Items excerpted from a collection:
• • • • •

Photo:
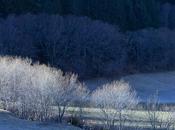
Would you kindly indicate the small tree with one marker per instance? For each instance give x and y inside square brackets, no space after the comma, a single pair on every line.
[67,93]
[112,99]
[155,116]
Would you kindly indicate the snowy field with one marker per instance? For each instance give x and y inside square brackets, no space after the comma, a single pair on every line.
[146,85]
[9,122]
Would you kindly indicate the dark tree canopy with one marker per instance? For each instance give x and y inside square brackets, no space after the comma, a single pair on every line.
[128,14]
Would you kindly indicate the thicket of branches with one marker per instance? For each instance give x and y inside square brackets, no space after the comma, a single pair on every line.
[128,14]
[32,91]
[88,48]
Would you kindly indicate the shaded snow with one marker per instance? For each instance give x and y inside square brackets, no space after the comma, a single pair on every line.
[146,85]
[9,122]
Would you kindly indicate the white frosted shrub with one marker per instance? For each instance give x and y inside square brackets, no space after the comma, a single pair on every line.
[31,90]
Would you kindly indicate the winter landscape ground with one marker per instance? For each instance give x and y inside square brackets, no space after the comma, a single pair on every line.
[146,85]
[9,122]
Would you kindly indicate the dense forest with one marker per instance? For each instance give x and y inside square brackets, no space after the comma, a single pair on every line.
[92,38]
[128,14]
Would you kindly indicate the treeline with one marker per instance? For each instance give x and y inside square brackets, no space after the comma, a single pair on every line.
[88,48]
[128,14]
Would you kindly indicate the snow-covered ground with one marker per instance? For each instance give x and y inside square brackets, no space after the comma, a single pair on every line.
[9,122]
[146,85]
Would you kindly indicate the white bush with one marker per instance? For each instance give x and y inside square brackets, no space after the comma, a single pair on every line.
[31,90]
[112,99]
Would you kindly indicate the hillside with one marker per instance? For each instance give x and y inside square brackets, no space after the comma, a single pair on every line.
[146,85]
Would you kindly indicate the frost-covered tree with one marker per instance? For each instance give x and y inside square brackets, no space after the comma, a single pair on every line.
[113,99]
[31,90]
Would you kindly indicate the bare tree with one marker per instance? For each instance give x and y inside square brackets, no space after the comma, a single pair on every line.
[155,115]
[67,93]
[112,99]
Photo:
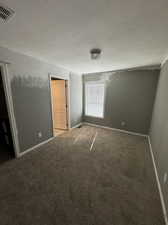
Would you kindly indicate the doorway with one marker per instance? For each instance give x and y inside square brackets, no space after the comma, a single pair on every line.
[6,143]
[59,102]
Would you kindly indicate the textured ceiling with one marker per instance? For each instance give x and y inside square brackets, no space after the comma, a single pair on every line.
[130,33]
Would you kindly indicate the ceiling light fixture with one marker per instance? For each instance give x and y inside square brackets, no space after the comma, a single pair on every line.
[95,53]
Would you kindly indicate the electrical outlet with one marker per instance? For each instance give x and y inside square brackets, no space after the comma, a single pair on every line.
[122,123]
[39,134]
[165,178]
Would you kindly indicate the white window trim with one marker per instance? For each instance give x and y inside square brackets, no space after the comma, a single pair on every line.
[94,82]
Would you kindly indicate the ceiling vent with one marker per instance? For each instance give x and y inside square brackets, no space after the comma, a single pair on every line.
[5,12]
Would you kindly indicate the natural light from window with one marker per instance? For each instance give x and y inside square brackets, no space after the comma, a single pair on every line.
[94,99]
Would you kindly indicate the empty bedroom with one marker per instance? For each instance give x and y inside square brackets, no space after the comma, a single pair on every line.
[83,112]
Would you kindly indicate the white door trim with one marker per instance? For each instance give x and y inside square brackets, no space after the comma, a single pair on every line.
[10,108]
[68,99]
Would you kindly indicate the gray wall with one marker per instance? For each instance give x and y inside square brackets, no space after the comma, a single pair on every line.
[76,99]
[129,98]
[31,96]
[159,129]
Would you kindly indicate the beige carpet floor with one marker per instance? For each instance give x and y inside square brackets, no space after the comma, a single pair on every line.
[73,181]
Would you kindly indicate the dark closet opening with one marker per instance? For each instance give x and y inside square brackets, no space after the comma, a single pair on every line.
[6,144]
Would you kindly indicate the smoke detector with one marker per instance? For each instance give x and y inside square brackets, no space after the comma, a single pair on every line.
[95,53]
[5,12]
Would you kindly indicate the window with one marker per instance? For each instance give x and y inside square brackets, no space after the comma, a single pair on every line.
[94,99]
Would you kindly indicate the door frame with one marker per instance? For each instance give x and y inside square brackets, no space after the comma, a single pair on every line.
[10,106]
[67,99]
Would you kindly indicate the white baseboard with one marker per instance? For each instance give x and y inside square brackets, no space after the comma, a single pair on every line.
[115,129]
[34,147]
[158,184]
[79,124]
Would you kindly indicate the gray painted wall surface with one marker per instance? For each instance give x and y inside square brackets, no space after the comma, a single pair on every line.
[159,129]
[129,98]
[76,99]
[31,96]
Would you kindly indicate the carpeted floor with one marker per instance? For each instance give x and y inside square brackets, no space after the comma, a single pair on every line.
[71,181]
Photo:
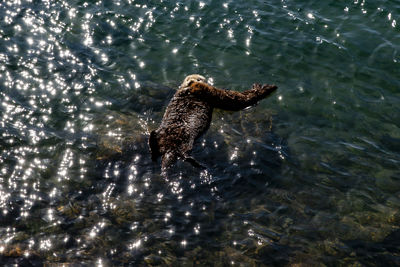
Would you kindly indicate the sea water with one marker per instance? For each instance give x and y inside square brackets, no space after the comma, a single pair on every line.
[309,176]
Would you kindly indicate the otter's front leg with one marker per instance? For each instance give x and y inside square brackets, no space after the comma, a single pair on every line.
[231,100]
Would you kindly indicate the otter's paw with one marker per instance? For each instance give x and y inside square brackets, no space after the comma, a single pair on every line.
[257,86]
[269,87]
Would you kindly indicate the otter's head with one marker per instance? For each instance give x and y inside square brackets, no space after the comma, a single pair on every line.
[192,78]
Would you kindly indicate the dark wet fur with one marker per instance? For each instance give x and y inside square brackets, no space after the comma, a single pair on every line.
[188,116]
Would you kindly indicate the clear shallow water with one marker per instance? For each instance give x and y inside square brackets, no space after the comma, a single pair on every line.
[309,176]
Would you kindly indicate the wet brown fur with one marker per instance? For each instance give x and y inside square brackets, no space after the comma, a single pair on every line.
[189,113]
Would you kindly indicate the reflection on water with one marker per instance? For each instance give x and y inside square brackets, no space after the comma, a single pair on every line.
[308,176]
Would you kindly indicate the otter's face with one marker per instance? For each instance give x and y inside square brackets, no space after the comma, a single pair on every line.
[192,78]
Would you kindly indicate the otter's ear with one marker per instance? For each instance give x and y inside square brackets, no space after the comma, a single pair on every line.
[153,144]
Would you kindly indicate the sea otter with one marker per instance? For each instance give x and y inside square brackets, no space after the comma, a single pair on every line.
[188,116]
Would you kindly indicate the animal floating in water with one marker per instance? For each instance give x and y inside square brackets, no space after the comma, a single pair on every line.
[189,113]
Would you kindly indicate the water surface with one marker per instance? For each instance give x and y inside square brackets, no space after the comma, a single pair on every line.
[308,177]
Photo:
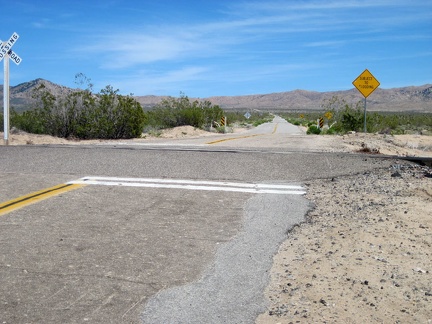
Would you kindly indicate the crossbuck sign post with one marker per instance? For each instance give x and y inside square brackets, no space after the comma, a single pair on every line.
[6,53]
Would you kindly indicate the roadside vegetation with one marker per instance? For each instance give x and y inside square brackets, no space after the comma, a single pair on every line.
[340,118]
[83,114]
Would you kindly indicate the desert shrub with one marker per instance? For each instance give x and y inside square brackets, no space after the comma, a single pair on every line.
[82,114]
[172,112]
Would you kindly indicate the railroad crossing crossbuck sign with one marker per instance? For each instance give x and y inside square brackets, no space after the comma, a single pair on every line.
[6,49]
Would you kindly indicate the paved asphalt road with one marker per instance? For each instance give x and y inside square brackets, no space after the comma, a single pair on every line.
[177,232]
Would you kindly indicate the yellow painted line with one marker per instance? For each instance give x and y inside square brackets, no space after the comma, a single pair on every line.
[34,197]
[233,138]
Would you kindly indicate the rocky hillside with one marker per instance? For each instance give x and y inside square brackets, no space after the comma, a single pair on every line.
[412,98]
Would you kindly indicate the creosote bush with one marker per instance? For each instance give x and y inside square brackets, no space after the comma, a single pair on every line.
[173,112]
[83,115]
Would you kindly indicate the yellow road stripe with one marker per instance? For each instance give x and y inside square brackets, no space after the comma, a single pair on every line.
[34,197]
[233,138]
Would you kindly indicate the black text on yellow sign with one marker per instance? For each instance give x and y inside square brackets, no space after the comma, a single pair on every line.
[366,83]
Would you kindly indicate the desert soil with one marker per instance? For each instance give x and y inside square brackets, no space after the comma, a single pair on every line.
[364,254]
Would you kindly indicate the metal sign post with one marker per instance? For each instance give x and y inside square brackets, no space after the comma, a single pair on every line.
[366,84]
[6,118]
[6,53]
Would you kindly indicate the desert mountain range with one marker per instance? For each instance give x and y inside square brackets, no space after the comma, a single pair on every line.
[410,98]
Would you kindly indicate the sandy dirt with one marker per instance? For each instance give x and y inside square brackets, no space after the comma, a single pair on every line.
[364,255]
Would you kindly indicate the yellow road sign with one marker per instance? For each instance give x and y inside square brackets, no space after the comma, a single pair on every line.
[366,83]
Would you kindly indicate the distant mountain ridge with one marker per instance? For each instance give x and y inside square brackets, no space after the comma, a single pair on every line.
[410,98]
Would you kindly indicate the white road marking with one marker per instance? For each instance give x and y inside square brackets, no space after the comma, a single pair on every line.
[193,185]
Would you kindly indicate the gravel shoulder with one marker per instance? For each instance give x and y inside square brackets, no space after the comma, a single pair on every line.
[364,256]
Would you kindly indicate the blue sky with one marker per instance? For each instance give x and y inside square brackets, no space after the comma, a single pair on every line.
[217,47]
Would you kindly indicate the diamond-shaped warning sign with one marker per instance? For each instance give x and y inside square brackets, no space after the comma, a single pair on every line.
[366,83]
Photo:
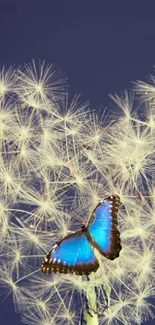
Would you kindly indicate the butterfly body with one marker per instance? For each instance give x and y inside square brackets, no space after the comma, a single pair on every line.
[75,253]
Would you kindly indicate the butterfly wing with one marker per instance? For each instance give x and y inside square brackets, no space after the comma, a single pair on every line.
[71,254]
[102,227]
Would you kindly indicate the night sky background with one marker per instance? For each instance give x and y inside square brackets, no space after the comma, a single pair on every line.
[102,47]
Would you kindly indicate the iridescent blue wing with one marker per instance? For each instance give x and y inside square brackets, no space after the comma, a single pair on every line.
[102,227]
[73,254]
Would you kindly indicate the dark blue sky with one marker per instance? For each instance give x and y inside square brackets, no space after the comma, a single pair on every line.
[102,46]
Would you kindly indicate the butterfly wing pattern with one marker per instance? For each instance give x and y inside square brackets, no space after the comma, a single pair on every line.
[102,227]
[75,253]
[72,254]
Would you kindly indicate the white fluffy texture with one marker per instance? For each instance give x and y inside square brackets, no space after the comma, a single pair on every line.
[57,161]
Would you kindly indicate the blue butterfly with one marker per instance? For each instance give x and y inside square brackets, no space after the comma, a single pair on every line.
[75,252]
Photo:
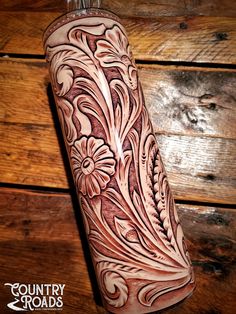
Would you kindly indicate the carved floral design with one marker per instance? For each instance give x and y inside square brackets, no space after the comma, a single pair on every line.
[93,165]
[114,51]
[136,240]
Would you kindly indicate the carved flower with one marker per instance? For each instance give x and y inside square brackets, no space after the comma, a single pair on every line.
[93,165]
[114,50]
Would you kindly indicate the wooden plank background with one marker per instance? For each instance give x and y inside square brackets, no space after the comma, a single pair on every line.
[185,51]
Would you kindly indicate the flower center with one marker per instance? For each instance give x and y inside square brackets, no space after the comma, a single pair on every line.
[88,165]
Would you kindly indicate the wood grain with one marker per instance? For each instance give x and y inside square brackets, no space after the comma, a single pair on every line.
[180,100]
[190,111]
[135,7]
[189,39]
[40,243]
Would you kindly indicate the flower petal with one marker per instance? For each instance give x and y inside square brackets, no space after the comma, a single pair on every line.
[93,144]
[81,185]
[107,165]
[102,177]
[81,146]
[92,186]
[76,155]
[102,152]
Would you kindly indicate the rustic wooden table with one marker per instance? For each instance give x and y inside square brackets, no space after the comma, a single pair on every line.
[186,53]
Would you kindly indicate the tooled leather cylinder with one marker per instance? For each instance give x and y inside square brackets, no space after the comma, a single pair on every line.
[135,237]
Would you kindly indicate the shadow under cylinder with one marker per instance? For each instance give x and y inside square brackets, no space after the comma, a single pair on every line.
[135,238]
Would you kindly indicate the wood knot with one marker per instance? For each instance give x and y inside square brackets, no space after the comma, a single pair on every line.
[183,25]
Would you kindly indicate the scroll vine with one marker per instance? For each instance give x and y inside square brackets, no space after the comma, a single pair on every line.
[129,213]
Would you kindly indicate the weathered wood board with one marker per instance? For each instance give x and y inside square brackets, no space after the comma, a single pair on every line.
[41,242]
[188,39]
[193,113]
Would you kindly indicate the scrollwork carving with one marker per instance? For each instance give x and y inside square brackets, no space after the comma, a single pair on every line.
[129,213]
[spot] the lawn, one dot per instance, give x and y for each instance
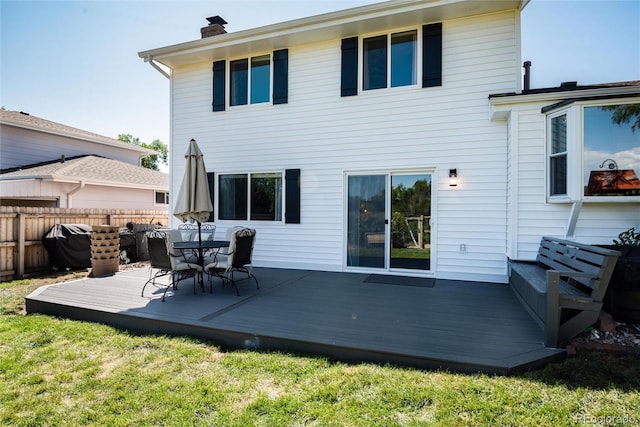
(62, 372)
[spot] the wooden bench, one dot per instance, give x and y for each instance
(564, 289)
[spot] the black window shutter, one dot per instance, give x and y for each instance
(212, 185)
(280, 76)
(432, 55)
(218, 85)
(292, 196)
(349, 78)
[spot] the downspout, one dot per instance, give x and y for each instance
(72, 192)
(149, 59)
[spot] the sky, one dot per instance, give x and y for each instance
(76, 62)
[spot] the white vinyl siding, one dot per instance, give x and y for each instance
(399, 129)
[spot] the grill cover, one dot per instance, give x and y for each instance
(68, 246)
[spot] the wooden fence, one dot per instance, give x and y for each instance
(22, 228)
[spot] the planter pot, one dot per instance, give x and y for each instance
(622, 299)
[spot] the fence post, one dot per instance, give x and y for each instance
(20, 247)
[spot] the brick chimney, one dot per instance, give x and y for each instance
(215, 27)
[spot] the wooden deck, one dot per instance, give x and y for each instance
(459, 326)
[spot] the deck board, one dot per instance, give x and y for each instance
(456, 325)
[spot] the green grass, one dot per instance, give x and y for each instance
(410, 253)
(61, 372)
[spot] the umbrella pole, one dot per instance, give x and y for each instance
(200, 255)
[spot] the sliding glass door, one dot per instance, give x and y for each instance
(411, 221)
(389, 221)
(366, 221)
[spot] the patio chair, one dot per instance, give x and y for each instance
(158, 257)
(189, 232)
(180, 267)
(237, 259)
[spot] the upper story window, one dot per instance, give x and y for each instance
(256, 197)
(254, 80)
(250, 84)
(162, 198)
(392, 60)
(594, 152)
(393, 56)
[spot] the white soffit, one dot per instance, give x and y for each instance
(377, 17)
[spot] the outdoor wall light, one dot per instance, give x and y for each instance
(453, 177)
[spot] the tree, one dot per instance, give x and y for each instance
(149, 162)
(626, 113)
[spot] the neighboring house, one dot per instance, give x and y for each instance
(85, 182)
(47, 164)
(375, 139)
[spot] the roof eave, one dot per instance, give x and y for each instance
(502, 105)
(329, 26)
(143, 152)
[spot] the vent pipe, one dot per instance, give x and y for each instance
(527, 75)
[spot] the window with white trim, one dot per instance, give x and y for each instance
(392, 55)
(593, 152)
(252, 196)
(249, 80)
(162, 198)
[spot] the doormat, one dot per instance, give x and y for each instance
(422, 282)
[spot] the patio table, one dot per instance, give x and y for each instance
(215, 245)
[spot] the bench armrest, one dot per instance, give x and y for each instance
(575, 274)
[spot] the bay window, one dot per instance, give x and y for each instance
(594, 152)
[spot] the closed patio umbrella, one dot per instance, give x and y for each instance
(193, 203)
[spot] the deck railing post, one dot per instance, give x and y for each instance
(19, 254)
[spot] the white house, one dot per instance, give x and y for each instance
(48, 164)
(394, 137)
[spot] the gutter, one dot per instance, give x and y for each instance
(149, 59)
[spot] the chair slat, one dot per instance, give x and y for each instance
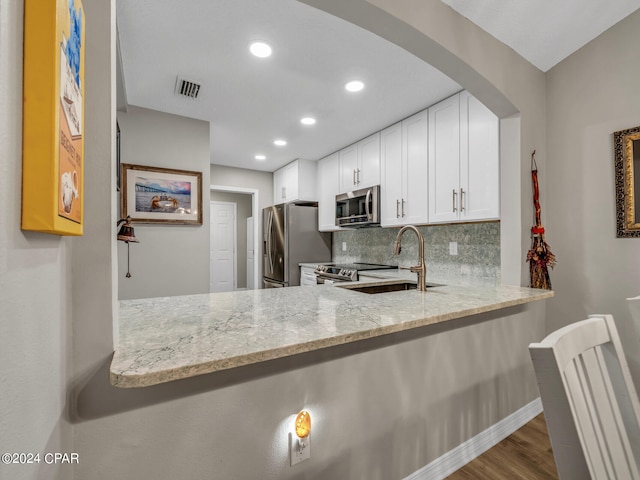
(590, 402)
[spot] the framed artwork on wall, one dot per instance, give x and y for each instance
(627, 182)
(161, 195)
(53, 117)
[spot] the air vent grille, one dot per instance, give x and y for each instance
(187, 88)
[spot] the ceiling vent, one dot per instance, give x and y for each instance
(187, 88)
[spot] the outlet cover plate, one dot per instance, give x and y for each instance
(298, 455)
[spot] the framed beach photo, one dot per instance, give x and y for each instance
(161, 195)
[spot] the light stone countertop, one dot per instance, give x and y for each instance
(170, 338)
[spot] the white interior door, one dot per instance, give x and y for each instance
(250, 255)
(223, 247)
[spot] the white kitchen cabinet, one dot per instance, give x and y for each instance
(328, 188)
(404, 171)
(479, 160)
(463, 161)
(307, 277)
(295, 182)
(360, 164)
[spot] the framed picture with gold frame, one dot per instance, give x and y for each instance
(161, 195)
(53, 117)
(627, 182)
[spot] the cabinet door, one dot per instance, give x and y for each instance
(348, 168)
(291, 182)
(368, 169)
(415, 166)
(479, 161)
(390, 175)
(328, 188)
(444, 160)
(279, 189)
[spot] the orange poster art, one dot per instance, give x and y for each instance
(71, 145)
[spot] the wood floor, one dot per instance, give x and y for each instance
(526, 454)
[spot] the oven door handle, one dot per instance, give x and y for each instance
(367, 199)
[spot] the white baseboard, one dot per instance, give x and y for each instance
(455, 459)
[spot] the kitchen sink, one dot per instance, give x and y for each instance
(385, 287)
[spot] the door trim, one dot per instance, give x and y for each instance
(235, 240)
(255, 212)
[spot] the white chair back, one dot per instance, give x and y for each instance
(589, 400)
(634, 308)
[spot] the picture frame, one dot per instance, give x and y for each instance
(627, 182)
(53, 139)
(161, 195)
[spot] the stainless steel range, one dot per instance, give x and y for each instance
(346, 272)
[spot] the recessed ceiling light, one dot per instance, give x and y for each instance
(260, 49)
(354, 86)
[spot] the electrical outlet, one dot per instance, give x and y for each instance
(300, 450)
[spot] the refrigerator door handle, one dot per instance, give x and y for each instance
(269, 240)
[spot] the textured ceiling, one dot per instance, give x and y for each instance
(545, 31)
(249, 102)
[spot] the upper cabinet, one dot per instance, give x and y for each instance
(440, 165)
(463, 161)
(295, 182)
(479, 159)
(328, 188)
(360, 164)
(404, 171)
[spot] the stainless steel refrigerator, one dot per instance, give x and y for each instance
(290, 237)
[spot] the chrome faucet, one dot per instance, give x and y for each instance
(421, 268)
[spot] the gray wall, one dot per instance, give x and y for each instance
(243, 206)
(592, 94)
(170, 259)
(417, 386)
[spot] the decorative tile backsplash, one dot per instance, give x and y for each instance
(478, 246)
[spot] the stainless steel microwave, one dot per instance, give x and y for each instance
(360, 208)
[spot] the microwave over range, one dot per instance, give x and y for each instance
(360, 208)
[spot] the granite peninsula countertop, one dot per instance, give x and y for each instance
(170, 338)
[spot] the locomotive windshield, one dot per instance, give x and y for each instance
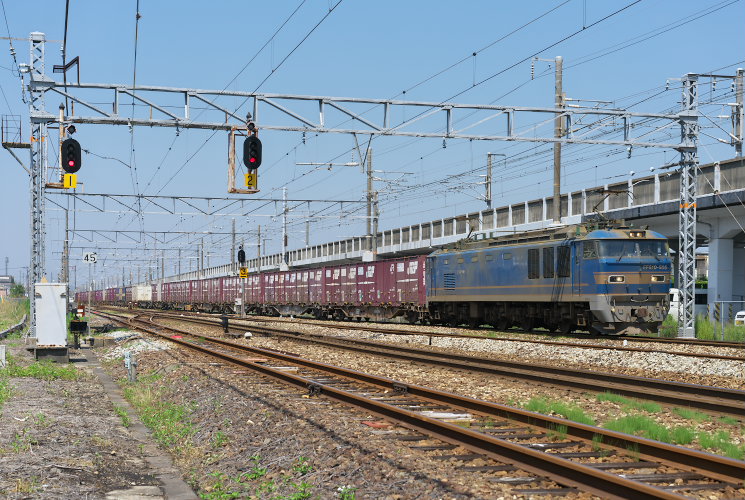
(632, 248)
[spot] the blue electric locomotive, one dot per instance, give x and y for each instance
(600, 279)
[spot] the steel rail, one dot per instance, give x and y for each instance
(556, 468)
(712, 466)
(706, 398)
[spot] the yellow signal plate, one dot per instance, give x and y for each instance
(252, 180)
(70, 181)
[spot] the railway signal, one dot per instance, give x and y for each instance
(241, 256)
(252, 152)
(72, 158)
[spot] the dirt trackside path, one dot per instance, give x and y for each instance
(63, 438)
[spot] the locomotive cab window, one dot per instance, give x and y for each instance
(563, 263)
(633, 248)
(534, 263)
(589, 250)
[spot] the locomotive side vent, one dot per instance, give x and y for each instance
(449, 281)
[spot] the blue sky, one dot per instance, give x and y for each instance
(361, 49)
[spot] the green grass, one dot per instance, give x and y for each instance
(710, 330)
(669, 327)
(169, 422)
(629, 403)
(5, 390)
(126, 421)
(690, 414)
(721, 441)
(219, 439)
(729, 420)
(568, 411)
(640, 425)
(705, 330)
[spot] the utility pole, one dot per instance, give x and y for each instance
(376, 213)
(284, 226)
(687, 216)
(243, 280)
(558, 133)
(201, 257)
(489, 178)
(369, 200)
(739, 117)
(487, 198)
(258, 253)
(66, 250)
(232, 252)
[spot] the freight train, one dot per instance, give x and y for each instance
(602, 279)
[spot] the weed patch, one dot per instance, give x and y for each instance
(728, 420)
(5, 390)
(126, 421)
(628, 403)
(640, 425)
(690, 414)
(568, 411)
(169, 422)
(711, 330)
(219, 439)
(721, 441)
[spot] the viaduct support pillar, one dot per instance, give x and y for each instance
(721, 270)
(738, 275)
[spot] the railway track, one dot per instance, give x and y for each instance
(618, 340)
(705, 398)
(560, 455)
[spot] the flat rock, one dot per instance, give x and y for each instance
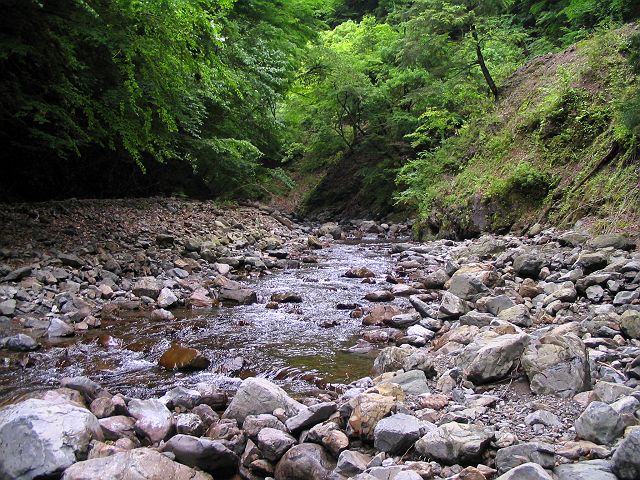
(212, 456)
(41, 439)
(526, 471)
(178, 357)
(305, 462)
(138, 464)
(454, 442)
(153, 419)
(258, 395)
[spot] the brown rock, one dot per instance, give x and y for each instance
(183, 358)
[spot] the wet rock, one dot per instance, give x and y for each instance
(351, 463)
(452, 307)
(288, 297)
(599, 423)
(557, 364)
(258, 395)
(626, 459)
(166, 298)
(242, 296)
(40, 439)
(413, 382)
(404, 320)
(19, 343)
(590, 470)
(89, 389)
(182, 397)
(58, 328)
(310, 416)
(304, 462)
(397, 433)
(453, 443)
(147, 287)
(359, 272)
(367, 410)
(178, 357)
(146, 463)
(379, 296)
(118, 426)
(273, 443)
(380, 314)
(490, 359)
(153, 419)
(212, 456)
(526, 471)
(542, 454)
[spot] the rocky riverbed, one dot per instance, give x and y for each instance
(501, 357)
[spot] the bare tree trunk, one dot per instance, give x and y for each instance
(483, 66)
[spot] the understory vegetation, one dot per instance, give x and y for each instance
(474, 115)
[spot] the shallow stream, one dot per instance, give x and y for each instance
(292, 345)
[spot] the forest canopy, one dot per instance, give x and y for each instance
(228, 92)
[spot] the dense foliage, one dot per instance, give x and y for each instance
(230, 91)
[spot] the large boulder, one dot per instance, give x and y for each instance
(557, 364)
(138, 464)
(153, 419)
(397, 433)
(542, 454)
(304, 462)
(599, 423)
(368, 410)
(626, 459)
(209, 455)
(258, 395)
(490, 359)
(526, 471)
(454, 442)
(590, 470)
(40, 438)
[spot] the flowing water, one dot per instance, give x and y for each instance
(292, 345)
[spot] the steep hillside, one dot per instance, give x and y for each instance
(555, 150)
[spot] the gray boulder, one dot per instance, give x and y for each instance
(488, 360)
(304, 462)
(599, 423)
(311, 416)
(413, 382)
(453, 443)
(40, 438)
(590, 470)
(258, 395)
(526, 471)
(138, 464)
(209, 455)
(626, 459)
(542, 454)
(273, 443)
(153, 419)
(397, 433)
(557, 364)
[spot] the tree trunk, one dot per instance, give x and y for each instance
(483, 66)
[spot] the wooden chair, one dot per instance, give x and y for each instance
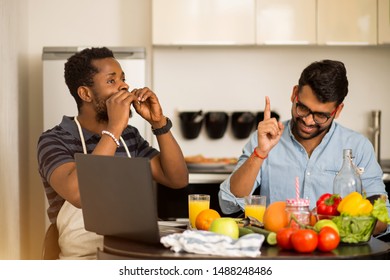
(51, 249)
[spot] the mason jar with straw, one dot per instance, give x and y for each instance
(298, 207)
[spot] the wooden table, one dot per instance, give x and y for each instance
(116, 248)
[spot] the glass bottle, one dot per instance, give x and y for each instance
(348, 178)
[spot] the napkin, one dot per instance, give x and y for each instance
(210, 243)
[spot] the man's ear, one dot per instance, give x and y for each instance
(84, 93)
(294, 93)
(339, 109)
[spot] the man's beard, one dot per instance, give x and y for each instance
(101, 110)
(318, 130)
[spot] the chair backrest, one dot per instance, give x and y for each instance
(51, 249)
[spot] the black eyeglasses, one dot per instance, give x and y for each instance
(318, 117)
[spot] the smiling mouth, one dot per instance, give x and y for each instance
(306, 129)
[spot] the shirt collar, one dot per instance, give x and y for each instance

• • • • •

EXERCISE:
Change "one dot per instance" to "a single dot per instance" in the lines from the one containing "[spot] the flowing" through the end of the items, and reproduce those lines with nothing else altered. Leave the pictures out of your answer.

RESULT OF THE TASK:
[spot] the flowing water, a single dot per instance, give x and y for each instance
(292, 345)
[spot] the steep hillside, a single dot per instance, give x and y for each instance
(555, 150)
[spot] the gray boulder, a single dot per instance, give x and y for each instance
(488, 360)
(304, 462)
(599, 423)
(311, 416)
(413, 382)
(453, 443)
(40, 438)
(590, 470)
(258, 395)
(526, 471)
(138, 464)
(209, 455)
(626, 459)
(542, 454)
(273, 443)
(153, 419)
(397, 433)
(557, 364)
[spot] the tree trunk, a single dot per instance, give x and y for each instance
(483, 66)
[spot] the wooden chair, a single dot per instance, give x and y for each instance
(51, 249)
[spot] the mason jar with straw, a single dot per instance, give x and y for each instance
(298, 207)
[spot] the wooden table, a single dot per instance, give x and y for each instance
(116, 248)
[spot] the glass bottle, a single dot per instance, give x and y for each instance
(348, 178)
[spot] the napkin, a single dot per instance, give x and y for each instance
(210, 243)
[spot] the man's ear, a single dot per instance, give x and y for each instance
(84, 93)
(294, 93)
(339, 109)
[spot] the man's beard, a single dot per instance, give x and y for each instance
(101, 110)
(318, 130)
[spot] the chair backrest, a single dot per instance, give x and y for each instance
(51, 249)
[spot] the black eyeglasses, a single dot per instance, give x and y for each instance
(318, 117)
[spot] the smiling mouth, a single dot per instance, give x and y for each instance
(306, 129)
[spot] the shirt collar, a single dot per instance, give x and y for each instance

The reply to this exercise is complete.